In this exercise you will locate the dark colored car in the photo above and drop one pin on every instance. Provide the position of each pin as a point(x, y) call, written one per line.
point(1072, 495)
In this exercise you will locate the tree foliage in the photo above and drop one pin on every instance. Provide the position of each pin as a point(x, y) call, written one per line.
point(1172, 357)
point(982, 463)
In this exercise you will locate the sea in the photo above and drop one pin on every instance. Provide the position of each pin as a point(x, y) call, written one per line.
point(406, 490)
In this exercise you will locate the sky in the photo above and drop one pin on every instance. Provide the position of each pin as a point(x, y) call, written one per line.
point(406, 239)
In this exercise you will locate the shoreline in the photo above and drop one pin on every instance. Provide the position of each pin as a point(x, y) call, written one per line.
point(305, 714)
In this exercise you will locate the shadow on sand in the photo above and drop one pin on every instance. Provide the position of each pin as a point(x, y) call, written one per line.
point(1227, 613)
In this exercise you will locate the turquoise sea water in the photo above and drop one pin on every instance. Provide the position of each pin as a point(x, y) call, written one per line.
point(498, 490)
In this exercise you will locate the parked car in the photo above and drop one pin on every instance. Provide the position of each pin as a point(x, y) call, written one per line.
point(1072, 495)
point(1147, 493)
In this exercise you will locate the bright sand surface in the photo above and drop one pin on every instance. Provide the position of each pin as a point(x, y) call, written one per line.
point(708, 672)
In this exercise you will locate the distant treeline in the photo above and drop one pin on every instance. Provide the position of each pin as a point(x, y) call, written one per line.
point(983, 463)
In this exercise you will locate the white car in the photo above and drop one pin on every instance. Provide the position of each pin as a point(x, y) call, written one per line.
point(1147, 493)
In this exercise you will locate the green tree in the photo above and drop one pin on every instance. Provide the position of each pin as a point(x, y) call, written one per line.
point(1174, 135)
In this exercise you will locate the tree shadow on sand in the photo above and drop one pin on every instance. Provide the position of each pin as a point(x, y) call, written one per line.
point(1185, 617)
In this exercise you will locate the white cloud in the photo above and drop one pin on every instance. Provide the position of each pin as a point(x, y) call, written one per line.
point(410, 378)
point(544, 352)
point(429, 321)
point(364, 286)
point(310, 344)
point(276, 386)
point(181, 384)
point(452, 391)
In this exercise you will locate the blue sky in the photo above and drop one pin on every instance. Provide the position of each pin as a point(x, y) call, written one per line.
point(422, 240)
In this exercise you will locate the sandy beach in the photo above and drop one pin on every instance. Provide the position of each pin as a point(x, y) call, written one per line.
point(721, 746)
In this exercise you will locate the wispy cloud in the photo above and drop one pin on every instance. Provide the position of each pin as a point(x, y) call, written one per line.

** What is expected **
Please rewrite the entries above as a JSON list of strings, one string for each line, leaving out any blank lines.

** Full output **
[
  "In this exercise you will locate the dark colored car in the photo above and drop one pin on every instance. Provide the position of each pin as a point(x, y) call, written one per line.",
  "point(1072, 495)",
  "In this exercise you will locate the tree foliage in the photo above and drop one pin on every instance. Provide the position of each pin as a point(x, y) call, written one per line.",
  "point(1172, 357)",
  "point(982, 463)",
  "In this exercise you will locate the sea in the photo above and drop one pin on every instance. Provide the position of each pin as a point(x, y) call, written one per line.",
  "point(406, 490)",
  "In this exercise you will locate the sky in the photo above and drop one pin on every instance. Provide the position of each pin as a point(x, y) call, written one per line.",
  "point(406, 239)",
  "In this exercise you will locate the shoreline in the photo above and drop one pin on every instance. Provide the position of each pin as a point(x, y) call, written one per line.",
  "point(305, 714)",
  "In this exercise you will locate the shadow on sand in the photo above and drop one pin on every instance. Provide the position of each pin as a point(x, y) call, written one per line.",
  "point(1227, 613)",
  "In this exercise you will locate the turquoise sea water in the photo above and drop one pin on every instance. Provide the position of each pin as a point(x, y) call, written one per line.",
  "point(498, 490)",
  "In this exercise you will locate the parked car in the photo above and drop one pin on every instance. Provide the position of each pin as a point(x, y) call, written one per line.",
  "point(1072, 495)",
  "point(1147, 493)",
  "In this exercise you will locate the bright sand surface in the photo above and drop one pin on every instance. Provide the position of each pin as a point(x, y) call, written one per line.",
  "point(708, 672)",
  "In this exercise you will locate the distant treeline in the photo above and drop one pin on every instance. Provide the position of each pin as a point(x, y) call, written one per line.",
  "point(983, 463)",
  "In this exercise you will locate the white car in the photo above and drop one pin on every instance. Provide the position of each pin as a point(x, y) call, written one per line.",
  "point(1147, 493)",
  "In this exercise you will locate the green tree in the photo above and drop one pin on every instance. Provide the position of each pin as a point(x, y) call, written one per line.",
  "point(1174, 135)",
  "In this exercise you will locate the tree shadow on sand in the photo above and drop one pin on every instance. Provide the position of each pin as a point(x, y) call, written one per line.",
  "point(1185, 617)",
  "In this exercise you will locate the white cloud in the photo above and drop one pin on every instance. Provide the position of each pin as a point(x, y) call, written one per line.",
  "point(410, 378)",
  "point(544, 352)",
  "point(429, 321)",
  "point(364, 286)",
  "point(310, 344)",
  "point(276, 386)",
  "point(181, 384)",
  "point(452, 391)",
  "In this exercise you will locate the blue sky in the photo above and drop one pin on every instance. Provide the position of each pin as a point(x, y) call, written one per line.",
  "point(422, 240)",
  "In this exercise you will locate the sandy beach in the photo above and drop one pin on every instance. Provide the position of each pin as a point(x, y) call, written one per line.",
  "point(721, 746)",
  "In this exercise you will locate the wispy cloud in the photo above and drop one pin on every instance. Provide the position of each pin as a point(x, y) call, written one per line."
]